> **REQUESTS**
(a) Reproduce a passage from the hiring thread verbatim. Begin at the words "Quizlet (<http://quizlet.com/>) - creating" and stop after "3 million people/month.".
(b) Answer these questions from the hiring thread:
(i) In which city is Quizlet hiring?
(ii) Which back-end technologies does Quizlet list?
(iii) How does MDT Advisers describe itself?

Ask HN: Who's hiring Summer interns? (January 2011) - rgbrgb

And who wants to hire me?
======
philfreo
SAN FRANCISCO, CA - (on-site only, we can help relocate)

Quizlet (<http://quizlet.com/>) - creating a better way to study, over 1
million users, great JavaScript games, voice recognition, text-to-speech audio

Check out jobs page for real-time stream of what people are studying:
<http://quizlet.com/jobs/>

Looking for: great back-end (PHP5, Memcached, MySQL) and front-end
(JavaScript/Ajax) developers who want to work on products to help making
studying better for 3 million people/month.

------
jplewicke
Boston, MA (not remote)

MDT Advisers - We're a small quant investing shop working with machine
learning, financial analysis, and the hardest dataset in the world. We have an
internship that is similar to our full-time analyst position:
<http://www.mdtadvisers.com/careers/qea.jsp> , but that isn't on our website.

> **DATASET EXTRACT**
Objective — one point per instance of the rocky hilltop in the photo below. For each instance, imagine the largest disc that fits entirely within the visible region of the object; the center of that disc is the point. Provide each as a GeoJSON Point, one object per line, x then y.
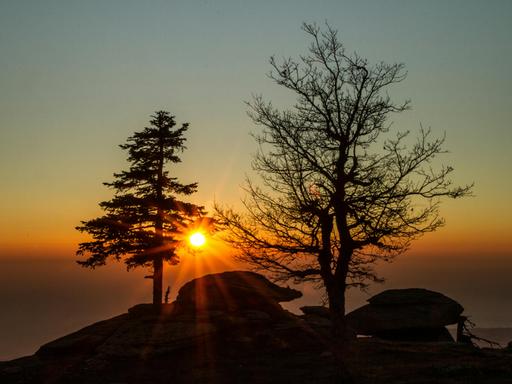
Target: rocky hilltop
{"type": "Point", "coordinates": [230, 328]}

> **COMPLETE ANSWERS**
(a)
Quizlet (<http://quizlet.com/>) - creating a better way to study, over 1
million users, great JavaScript games, voice recognition, text-to-speech audio

Check out jobs page for real-time stream of what people are studying:
<http://quizlet.com/jobs/>

Looking for: great back-end (PHP5, Memcached, MySQL) and front-end
(JavaScript/Ajax) developers who want to work on products to help making
studying better for 3 million people/month.

(b)
(i) San Francisco, CA
(ii) PHP5, Memcached and MySQL
(iii) As a small quant investing shop